-- Start --

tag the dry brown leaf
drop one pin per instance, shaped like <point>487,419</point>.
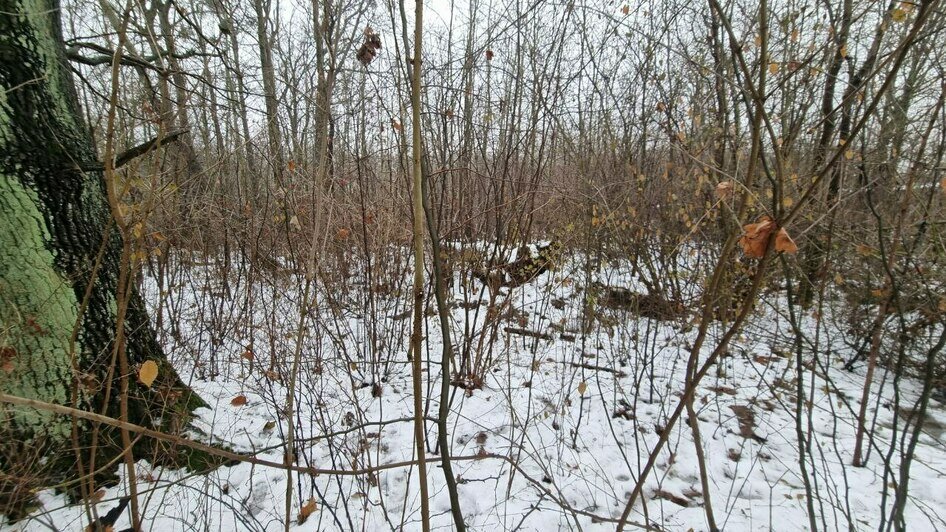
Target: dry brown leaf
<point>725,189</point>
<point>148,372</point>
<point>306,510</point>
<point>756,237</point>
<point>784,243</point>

-- End --
-- Start --

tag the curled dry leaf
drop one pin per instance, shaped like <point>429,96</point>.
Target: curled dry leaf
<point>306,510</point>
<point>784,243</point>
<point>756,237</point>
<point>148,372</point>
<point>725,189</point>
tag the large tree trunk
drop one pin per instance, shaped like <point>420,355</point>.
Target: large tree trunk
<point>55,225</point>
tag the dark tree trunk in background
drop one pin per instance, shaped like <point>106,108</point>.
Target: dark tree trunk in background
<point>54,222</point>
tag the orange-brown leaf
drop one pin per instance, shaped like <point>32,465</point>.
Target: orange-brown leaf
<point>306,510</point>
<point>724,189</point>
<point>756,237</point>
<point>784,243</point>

-- End --

## [TASK DIRECTIONS]
Copy every line of the material from the line containing "tag the dark tree trunk in background" through the line containing "<point>54,222</point>". Shift each answer point by adding 28 to both of its coordinates, and leave every other number unchanged.

## [EXERCISE RESULT]
tag the dark tree trunk in background
drop one pin per instance, shaped like <point>106,108</point>.
Target: dark tree trunk in background
<point>82,250</point>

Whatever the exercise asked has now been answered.